:: Document extract ::
◇ ◇ ◇

• 4 Stroke Husqvarna Motorcycles Made In Italy - About 1989 to 2014
    TE = 4st Enduro & TC = 4st Cross

  • Hi everyone,

    As you all know, Coffee (Dean) passed away a couple of years ago. I am Dean's ex-wife's husband and happen to have spent my career in tech. Over the years, I occasionally helped Dean with various tech issues.

    When he passed, I worked with his kids to gather the necessary credentials to keep this site running. Since then (and for however long they worked with Coffee), Woodschick and Dirtdame have been maintaining the site and covering the costs. Without their hard work and financial support, CafeHusky would have been lost.

    Over the past couple of weeks, I’ve been working to migrate the site to a free cloud compute instance so that Woodschick and Dirtdame no longer have to fund it. At the same time, I’ve updated the site to a current version of XenForo (the discussion software it runs on). The previous version was outdated and no longer supported.

    Unfortunately, the new software version doesn’t support importing the old site’s styles, so for now, you’ll see the XenForo default style. This may change over time.

    Coffee didn’t document the work he did on the site, so I’ve been digging through the old setup to understand how everything was running. There may still be things I’ve missed. One known issue is that email functionality is not yet working on the new site, but I hope to resolve this over time.

    Thanks for your patience and support!

Tight Valves confirmed

ripnriding

Husqvarna
AA Class
SO....working my way deeper into the inner workings of this bike. Had noticed it had been getting more challenging to start via electric start and had stalled on me a couple times last ride..and I have a REKLUSE..Also have been listening with a keen ear and hear what I though was some pronounced "tick tick tick tick ticking". Mild backfiring on deceleration was also noted. Figured...time to pop the valve cover off and get that feeler gauge in between the rocker arm and valve shim for clearance values.

All went well...had watched coffee's vid multiple times and had the valve cover off previously to change out a leaky gasket so figured this should be a piece of cake. Essentially was except lining up TDC was a bit of a challenge with a REKLUSE. Shifted it into like 5 or 6th and it seemed to help but a tad tough to properly line up...got it..3 of 4 valves didn't have enough clearance for .1 mm...

So all of my intuitions have led me to now bring this gal to a local shop to have this done properly ;) So with valve clearances tight in 3 of 4 valves...I'm a little excited for one reason....I'm guessing, MORE POWER IS TO COME**************************************** Am I correct here re: improved power? Hope my shop will have this turned around quickly. Another question....how much do you figure my local shop will charge to shim to spec...1 or 2 hours work? Thanks in advance
 
Should be 1 hour for changing shims only, anything more than 1 hour, I have to wonder who did the work.

◇ ◇ ◇

:: Dataset rows ::
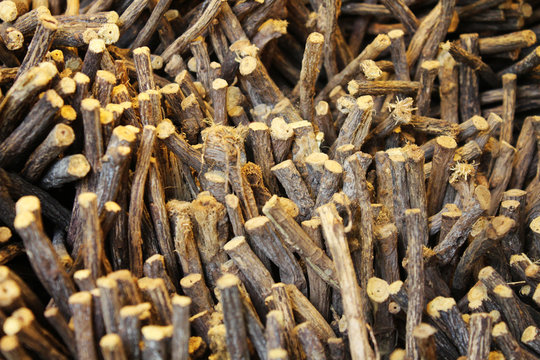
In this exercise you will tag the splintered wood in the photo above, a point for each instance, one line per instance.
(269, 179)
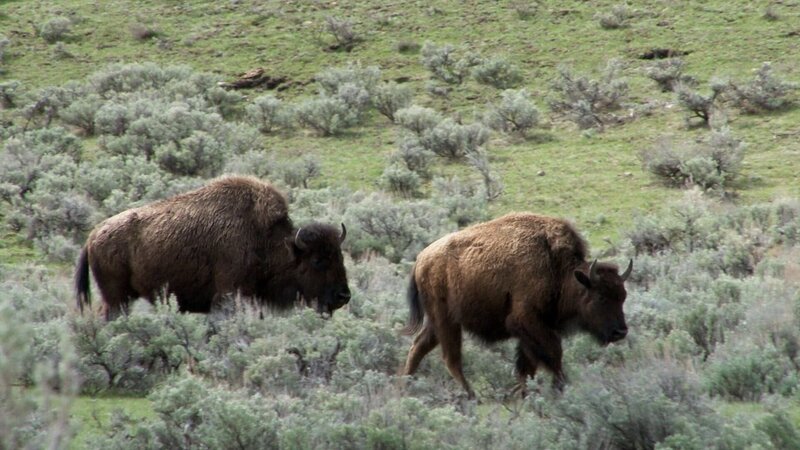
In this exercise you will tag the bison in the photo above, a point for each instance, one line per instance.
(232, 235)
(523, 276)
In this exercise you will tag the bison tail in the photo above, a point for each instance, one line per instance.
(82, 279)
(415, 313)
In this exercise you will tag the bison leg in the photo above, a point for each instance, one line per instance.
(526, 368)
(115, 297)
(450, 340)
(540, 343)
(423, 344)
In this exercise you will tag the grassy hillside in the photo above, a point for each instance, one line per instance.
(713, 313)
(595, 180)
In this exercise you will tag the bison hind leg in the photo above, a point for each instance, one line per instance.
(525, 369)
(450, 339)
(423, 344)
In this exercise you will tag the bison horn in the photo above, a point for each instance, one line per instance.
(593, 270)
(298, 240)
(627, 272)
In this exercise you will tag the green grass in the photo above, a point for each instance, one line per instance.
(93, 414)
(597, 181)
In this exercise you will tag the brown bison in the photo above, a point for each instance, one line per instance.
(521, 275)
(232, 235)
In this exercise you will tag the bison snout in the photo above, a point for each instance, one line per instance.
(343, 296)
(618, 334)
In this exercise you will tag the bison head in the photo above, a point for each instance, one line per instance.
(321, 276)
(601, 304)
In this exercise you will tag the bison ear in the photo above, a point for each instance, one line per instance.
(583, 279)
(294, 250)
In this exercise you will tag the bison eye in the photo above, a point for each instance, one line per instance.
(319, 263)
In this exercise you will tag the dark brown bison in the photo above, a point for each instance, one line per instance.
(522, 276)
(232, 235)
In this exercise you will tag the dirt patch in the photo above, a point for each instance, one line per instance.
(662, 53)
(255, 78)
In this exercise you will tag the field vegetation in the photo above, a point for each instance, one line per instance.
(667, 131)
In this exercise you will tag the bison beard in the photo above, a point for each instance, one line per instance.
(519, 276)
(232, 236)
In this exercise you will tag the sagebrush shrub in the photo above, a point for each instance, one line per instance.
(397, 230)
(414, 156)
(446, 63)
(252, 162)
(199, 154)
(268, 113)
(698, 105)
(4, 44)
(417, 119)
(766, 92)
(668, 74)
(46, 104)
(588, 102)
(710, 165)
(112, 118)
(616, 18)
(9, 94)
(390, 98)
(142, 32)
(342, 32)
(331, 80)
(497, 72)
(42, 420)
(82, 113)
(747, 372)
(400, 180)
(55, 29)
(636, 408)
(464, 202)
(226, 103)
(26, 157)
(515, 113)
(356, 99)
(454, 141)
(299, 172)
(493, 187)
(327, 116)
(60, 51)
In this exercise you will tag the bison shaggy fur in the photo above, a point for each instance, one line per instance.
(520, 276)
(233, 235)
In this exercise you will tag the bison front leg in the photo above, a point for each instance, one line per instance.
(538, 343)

◇ ◇ ◇

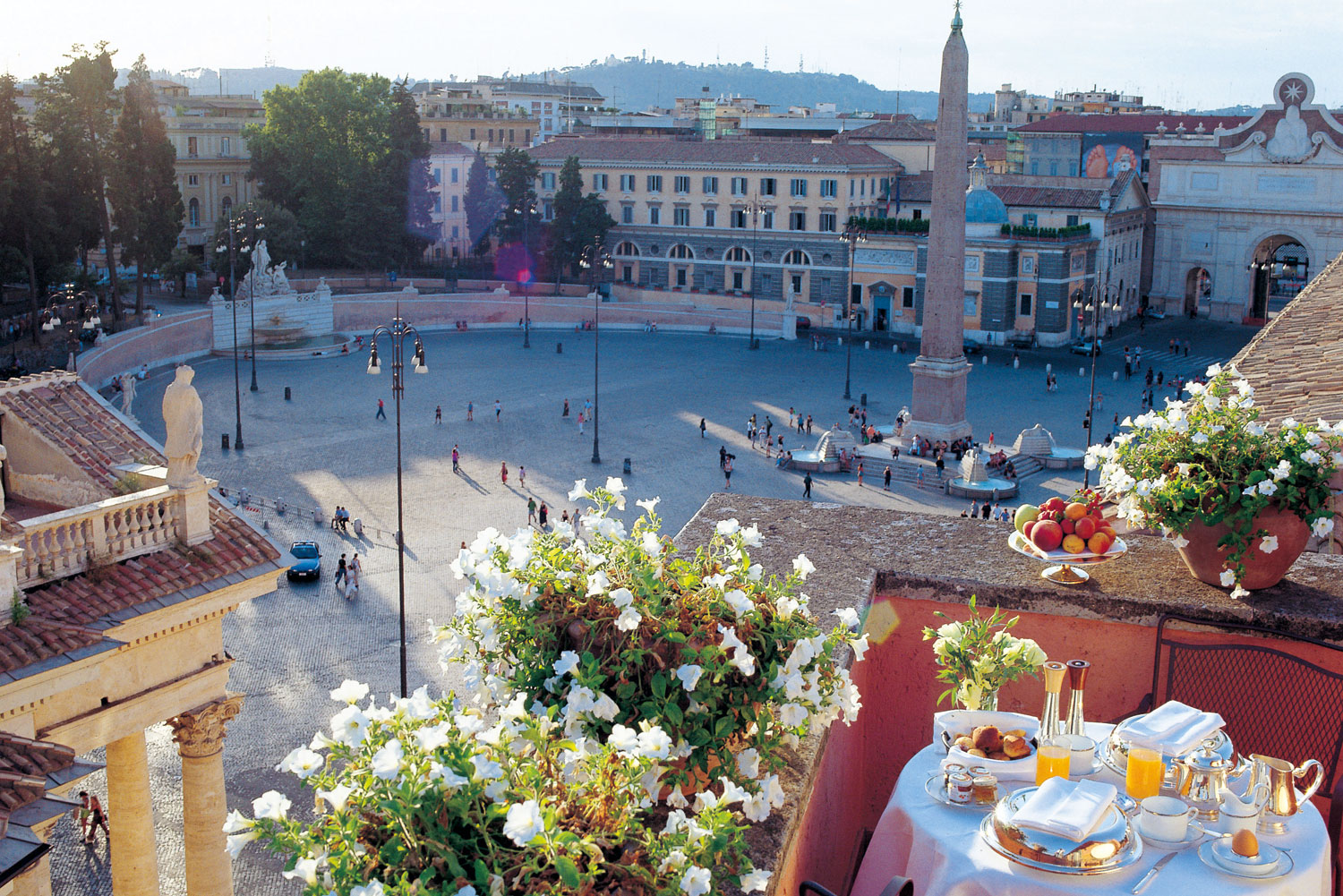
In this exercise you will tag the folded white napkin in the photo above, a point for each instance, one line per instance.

◇ ◇ ◇

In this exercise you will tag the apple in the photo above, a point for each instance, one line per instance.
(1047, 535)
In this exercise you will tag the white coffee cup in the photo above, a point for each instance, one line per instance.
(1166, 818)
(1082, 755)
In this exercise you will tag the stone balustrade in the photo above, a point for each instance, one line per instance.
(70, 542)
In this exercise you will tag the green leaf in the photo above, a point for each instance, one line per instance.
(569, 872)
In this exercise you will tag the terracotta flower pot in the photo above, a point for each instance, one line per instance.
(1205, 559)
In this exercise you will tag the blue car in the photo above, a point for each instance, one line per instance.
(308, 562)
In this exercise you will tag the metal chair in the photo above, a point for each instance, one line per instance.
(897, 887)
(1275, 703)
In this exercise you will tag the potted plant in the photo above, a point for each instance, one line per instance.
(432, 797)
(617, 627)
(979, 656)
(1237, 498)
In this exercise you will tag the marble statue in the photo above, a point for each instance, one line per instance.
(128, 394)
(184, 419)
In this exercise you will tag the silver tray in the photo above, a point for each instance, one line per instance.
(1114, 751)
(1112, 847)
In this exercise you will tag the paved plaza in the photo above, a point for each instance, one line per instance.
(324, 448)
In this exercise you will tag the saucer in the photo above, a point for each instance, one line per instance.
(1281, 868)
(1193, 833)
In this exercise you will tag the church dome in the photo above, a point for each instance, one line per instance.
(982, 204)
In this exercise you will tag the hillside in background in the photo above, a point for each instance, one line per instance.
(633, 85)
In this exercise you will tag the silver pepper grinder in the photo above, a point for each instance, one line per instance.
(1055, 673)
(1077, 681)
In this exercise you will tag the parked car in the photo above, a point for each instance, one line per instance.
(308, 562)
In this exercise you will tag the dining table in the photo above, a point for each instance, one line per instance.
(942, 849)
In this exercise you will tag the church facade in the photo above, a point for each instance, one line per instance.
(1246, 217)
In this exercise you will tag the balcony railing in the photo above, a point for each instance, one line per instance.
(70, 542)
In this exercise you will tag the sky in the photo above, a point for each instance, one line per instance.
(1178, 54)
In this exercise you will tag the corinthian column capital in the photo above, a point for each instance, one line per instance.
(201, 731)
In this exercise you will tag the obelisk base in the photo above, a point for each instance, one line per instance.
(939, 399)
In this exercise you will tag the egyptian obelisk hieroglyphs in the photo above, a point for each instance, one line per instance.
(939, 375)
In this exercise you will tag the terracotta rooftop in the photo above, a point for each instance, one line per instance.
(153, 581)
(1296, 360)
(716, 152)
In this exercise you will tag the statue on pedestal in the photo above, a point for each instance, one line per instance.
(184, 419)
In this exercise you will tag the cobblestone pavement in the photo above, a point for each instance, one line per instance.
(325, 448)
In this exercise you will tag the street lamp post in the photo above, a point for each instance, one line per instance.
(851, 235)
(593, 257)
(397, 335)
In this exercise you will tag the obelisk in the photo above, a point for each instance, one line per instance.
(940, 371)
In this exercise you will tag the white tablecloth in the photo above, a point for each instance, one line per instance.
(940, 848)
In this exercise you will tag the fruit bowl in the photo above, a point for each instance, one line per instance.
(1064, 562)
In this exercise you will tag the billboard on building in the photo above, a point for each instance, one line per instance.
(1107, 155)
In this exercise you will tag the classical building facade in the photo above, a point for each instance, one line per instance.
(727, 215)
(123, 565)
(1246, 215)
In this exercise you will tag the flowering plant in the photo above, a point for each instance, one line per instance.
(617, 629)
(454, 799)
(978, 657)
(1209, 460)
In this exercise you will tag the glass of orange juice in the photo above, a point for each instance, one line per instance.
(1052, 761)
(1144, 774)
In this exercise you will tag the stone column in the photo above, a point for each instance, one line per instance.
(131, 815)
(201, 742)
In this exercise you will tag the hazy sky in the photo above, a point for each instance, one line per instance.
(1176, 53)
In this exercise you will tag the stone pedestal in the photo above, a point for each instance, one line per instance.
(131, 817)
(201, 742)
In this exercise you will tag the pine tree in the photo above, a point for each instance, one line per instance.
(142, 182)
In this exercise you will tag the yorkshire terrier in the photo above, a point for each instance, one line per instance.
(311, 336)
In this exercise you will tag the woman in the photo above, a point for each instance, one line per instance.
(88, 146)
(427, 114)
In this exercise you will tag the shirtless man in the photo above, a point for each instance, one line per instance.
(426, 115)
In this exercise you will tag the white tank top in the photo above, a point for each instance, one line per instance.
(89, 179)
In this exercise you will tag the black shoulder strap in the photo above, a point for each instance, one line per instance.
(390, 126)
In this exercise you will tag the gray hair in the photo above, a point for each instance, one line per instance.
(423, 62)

◇ ◇ ◇

:: The task ::
Carry on the motorcycle forum thread from its last reply. The listing has nothing to do with the motorcycle forum thread.

:: Response for this exercise ::
More power, maybe, I wouldn't count on it, better running yes.
 
Bringing it to Ktec in Kingston. Will let you know how I fare out.
If you have the bike torn apart enough to check the valves, why not just pop the shims out and either put thinner shims in, or sand the shims you have so they are thinner? You have already done the hard part...
 
I don't think you will notice any power differences. Will be more reliable on starting and running.

My local shop charges around 1.5 hours for valve check and shims if need be.
 
If you have the bike torn apart enough to check the valves, why not just pop the shims out and either put thinner shims in, or sand the shims you have so they are thinner? You have already done the hard part...

I know...being an older bike that has (over 10000km) on it, just confirmed with original owner...WOW..that seems like a lot...I decided, I'm going to have the top end looked at as well to fix anything that may become an issue before it becomes a BIG issue, ie dropped valve. I'm guessing this will be a few hours for "investigating". Would you recommend the mechanic to look into a anything specifically or should I tell them the reported mileage and have them go from there? Thanks in advance. BTW, quite impressed with the original owner reaching out and filling me in, quite transparently, about the history of this bike.
 
...tell them the reported mileage and have them go from there?...
That would be my approach to a mechanic the knows about those bikes. Typically bikes like yours last far longer than what your bike has on it.

Personally I would inspect anything of rubber out side the engine too. Rubber thing between the carb & engine, hoses, etc. In addition to any wires, especially near the steering stem. Maybe just start with the parts diagrams and inspect everything you see that might be worn? dunno..
 
That would be my approach to a mechanic the knows about those bikes. Typically bikes like yours last far longer than what your bike has on it.

Personally I would inspect anything of rubber out side the engine too. Rubber thing between the carb & engine, hoses, etc. In addition to any wires, especially near the steering stem. Maybe just start with the parts diagrams and inspect everything you see that might be worn? dunno..

Thanks Coffee...reassuring fo shore ;)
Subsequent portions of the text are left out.